**Text under study:**

I created a relationship workshop awhile back and I am facilitating one module tomorrow and the second the following Saturday.  These classes are about self-discovery and living with intention in your dating life, or in your current relationship.  I love these two modules in particular: De-mystifying your Type; and Envisioning or Re-envisioning your Mate.  They are great for helping people know themselves better and also helpful in keeping you true to what you want.  Although, the classes don’t focus on how hard dating is sometimes.

I have spent most of my adult life flying solo.  I will date someone for a brief time and then date myself.  I will meet someone, and then I would date myself again.  The people, I am close to, know I am at the point where I would like to enjoy life within a romantic partnership.  These days, I know what I want, I have become more flexible, and I can laugh at myself regularly.  I have worked on my baggage and all I have left is a fanny pack. I’m going to be honest though.  Dating and going out on dates, is very challenging; especially if you can’t laugh at yourself and your dates, and if you take things personally.  I hope some of the things I share, you can relate to, and I hope it can help you keep persevering in the dating world.  Here are my interesting/toughest/humorous dates or dating situations in the last few years.

*I went on a date with a man that was a teacher.  He talked a mile a minute and I had to bring out all of my mindfulness and therapeutic skills to stay present.  It was the longest 45 minute “date” of my life!  At one point, he shared “You are not my type.”  My reply was, “Oh really?”  “What is your type?”  His reply, “Well you seem level-headed, you know what you want and you are independent.”  Then I asked, “What is your usual type?”  “My types are angry women that yell at me a lot, and they want me to pay for everything.”     

* I went out to dinner with a man that did not like what I ordered for myself and he proceeded to tell me he didn’t like it, and he ordered something else for me when the server came.  I used humor and irreverence and in the end what he ordered was actually good.  I decided this date to be the first and last with him.

*I am told on almost every date, “You “seem” attractive, smart and together, so WHY are YOU still single?” See you have to have a tough skin.  Some of my responses are.  “I guess you will have to get to know me and come to your own conclusion on that one.”  Or, “I really like my own company, and I don’t need anyone to rain on my parade.”  Or, “So why are you divorced?”  Or, “Why are you still single?” Saying, “I haven’t met the right guy” is NOT one in my one liner responses.    

* On dates, I always get “I’m cute, pretty, or I have a great smile.”  That is great and all, but people who get to know me realize quickly I would rather be valued for my intelligence over my looks.

* “So, you have cerebral palsy (CP).”  “Is it genetic?”

* I dated a man where we were spending a ton of time together. I liked him.  I mentioned he should meet my sister, and a few other ideas, and he broke it off through text the next day!  I wish cell phones could sense when we are going to make an innapropriate communication over text, so the phone could shut down.   

You see, you are not alone in the tough dating world.  I do feel that every time I am in a relationship, I am growing and learning more about myself, and I am getting closer to what I want.  After hearing about some of my not so great dates, and If you are at all feeling better about your dating stories, and will stay with it, I am glad.

**What you have to do:** Repeat word for word the part of the dating post starting with "I created a" and going on through "dating is sometimes.". The records after this have nothing to do with the dating post.

**Dataset excerpts:**
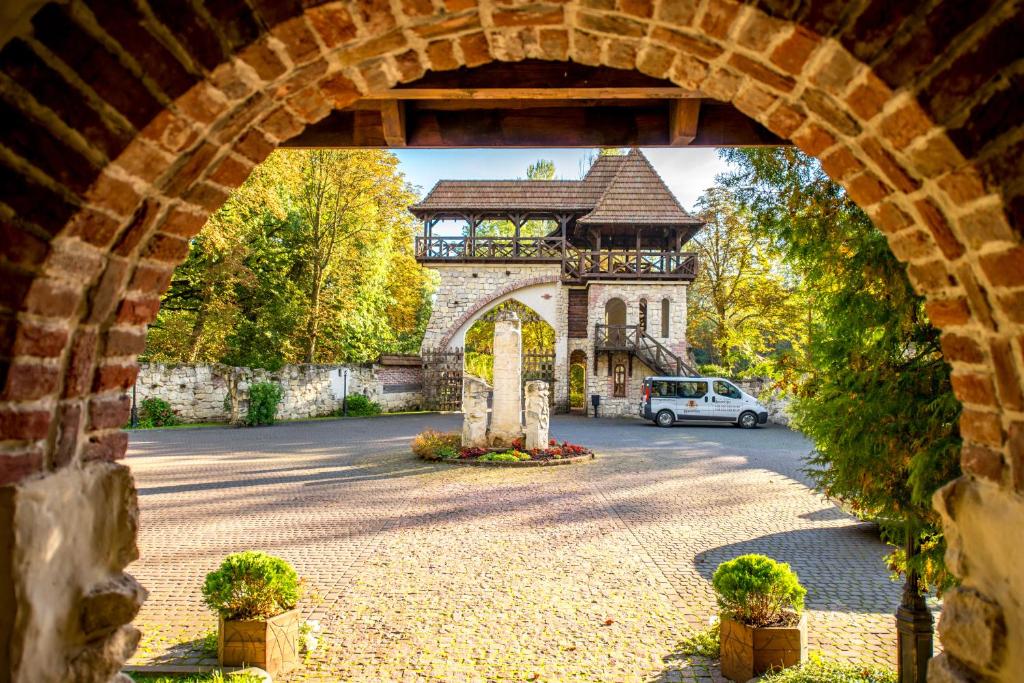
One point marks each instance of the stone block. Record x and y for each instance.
(474, 411)
(538, 415)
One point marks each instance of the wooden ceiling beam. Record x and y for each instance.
(568, 125)
(683, 117)
(393, 122)
(539, 93)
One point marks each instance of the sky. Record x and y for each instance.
(687, 172)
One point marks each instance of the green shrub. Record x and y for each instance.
(263, 399)
(251, 586)
(758, 591)
(816, 670)
(429, 443)
(358, 406)
(507, 457)
(157, 413)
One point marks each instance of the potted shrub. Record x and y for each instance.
(255, 594)
(763, 626)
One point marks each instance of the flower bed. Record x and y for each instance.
(442, 446)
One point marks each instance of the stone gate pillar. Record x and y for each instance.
(506, 413)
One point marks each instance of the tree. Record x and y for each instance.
(744, 303)
(310, 259)
(542, 169)
(876, 396)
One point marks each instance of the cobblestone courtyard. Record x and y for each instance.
(430, 571)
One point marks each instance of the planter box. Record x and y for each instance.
(748, 651)
(272, 645)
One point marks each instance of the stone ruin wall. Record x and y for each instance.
(197, 392)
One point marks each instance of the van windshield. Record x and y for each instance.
(692, 389)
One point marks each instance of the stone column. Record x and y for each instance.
(474, 411)
(506, 413)
(538, 418)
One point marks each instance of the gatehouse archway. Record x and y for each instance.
(130, 125)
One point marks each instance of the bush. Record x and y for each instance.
(251, 586)
(360, 407)
(758, 591)
(816, 670)
(157, 413)
(263, 399)
(429, 443)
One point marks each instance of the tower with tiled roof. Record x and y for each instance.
(610, 275)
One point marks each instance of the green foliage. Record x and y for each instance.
(211, 677)
(758, 591)
(429, 443)
(702, 643)
(360, 407)
(745, 303)
(711, 370)
(156, 412)
(506, 457)
(871, 389)
(251, 585)
(818, 670)
(446, 453)
(309, 260)
(263, 399)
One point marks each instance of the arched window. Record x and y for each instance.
(614, 317)
(619, 389)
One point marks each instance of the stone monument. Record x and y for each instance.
(506, 414)
(537, 415)
(474, 412)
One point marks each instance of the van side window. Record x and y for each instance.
(692, 389)
(664, 389)
(726, 389)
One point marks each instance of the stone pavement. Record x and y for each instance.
(425, 571)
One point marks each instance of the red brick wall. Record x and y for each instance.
(125, 127)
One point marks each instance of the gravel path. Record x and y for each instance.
(422, 571)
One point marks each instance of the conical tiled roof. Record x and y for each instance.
(636, 195)
(616, 189)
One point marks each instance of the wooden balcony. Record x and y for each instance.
(578, 264)
(445, 250)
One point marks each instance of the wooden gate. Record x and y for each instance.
(442, 379)
(540, 366)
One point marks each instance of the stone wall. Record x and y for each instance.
(122, 141)
(198, 392)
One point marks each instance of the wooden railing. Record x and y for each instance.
(488, 249)
(626, 264)
(632, 339)
(578, 264)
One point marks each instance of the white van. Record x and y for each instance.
(671, 399)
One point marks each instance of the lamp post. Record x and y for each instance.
(913, 622)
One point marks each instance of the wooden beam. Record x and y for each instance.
(448, 94)
(393, 122)
(566, 126)
(683, 115)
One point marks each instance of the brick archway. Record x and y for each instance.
(128, 126)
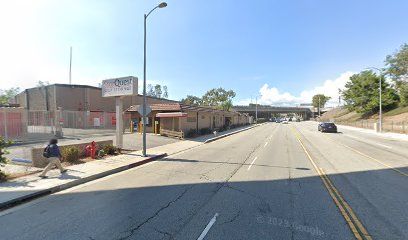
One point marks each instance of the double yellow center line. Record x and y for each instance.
(354, 223)
(367, 156)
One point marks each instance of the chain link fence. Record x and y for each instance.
(21, 125)
(388, 125)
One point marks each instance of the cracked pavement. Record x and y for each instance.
(258, 190)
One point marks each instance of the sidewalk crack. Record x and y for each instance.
(133, 230)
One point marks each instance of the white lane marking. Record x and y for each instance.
(207, 228)
(363, 140)
(252, 163)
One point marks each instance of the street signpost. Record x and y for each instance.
(117, 88)
(140, 110)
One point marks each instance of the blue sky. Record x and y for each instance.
(282, 51)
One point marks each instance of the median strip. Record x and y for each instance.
(369, 157)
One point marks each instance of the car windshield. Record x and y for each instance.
(203, 119)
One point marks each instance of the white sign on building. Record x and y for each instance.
(116, 87)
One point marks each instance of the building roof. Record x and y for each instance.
(176, 107)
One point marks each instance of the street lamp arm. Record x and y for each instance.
(146, 15)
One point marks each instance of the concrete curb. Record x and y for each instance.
(229, 134)
(44, 192)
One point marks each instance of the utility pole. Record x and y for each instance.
(70, 65)
(380, 98)
(161, 5)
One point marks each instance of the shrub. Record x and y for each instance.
(109, 149)
(3, 145)
(70, 154)
(101, 153)
(222, 129)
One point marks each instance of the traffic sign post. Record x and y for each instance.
(118, 87)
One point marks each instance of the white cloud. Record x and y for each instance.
(272, 95)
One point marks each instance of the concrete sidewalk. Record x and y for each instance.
(26, 188)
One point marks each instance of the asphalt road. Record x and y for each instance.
(271, 182)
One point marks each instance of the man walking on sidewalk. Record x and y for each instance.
(54, 156)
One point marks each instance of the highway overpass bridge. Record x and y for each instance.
(271, 111)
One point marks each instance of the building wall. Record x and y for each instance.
(76, 98)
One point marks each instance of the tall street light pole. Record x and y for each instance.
(161, 5)
(256, 109)
(380, 98)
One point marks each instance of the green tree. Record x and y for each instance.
(320, 98)
(192, 100)
(7, 95)
(150, 91)
(397, 69)
(42, 84)
(219, 97)
(361, 93)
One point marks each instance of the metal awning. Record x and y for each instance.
(171, 114)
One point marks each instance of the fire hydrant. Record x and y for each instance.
(91, 150)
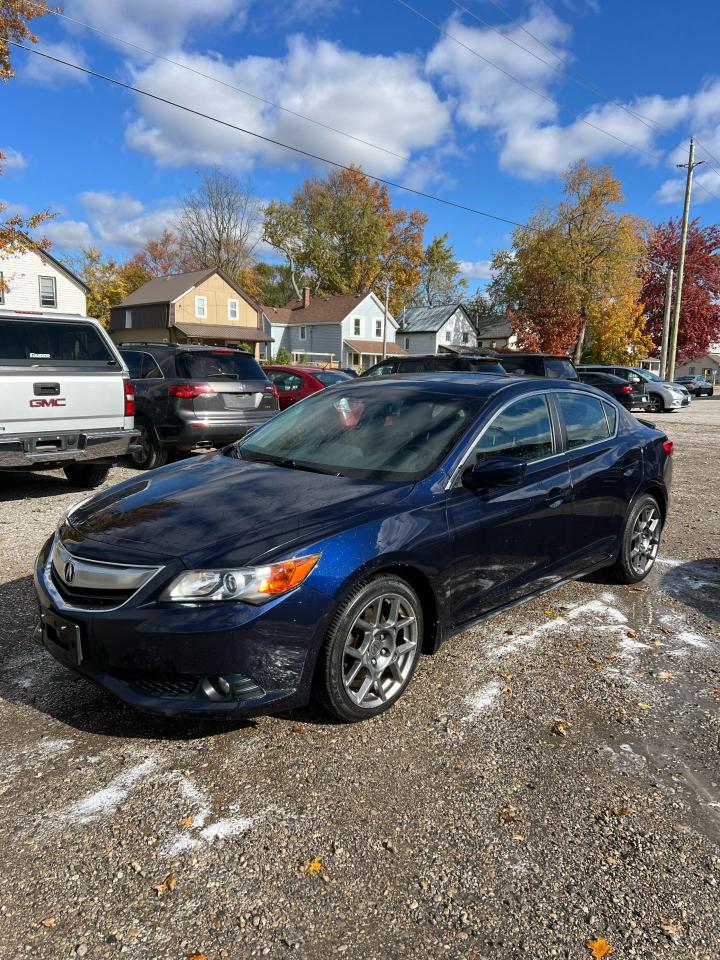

**Output of the exercise:**
I created a relationship workshop awhile back and I am facilitating one module tomorrow and the second the following Saturday.  These classes are about self-discovery and living with intention in your dating life, or in your current relationship.  I love these two modules in particular: De-mystifying your Type; and Envisioning or Re-envisioning your Mate.  They are great for helping people know themselves better and also helpful in keeping you true to what you want.  Although, the classes don’t focus on how hard dating is sometimes.